[Collected data]
+-------+
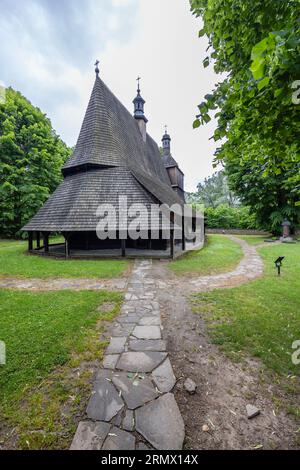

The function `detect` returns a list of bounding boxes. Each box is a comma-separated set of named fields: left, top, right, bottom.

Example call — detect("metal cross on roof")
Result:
left=137, top=76, right=141, bottom=92
left=165, top=125, right=168, bottom=134
left=95, top=60, right=100, bottom=75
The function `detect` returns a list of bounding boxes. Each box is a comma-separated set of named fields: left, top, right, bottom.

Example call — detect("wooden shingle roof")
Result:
left=23, top=75, right=183, bottom=232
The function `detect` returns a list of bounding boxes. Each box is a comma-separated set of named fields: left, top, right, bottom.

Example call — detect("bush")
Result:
left=204, top=205, right=258, bottom=230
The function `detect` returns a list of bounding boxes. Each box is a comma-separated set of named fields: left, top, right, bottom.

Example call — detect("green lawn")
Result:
+-------+
WHAT NEEDS TO BE DONE —
Exact copies of all the entries are needed; output them without the pictures.

RESULT BELOW —
The function `detect` returns a list of bounding boxes. Each box is a comma-separated set of named fields: left, top, right, bottom.

Example call — detect("metal cross on roof")
Result:
left=137, top=76, right=141, bottom=92
left=165, top=125, right=168, bottom=134
left=95, top=60, right=100, bottom=75
The function `detect` returns a list of bounding boxes. Each box is a comma-separated set of named fields: left, top, right, bottom.

Example call — detect("wooden shingle roof")
Result:
left=23, top=75, right=183, bottom=232
The function `detect` returns a list of bounding boxes. Each box is a comma-separated set of named fields: left, top, right, bottom.

Example call — detect("bush")
Result:
left=204, top=205, right=258, bottom=230
The function `detect` returns a list of bounding boxes. Each box is a comma-separated set of named fields: left, top, right, bottom.

Example call — detect("green lawn")
Result:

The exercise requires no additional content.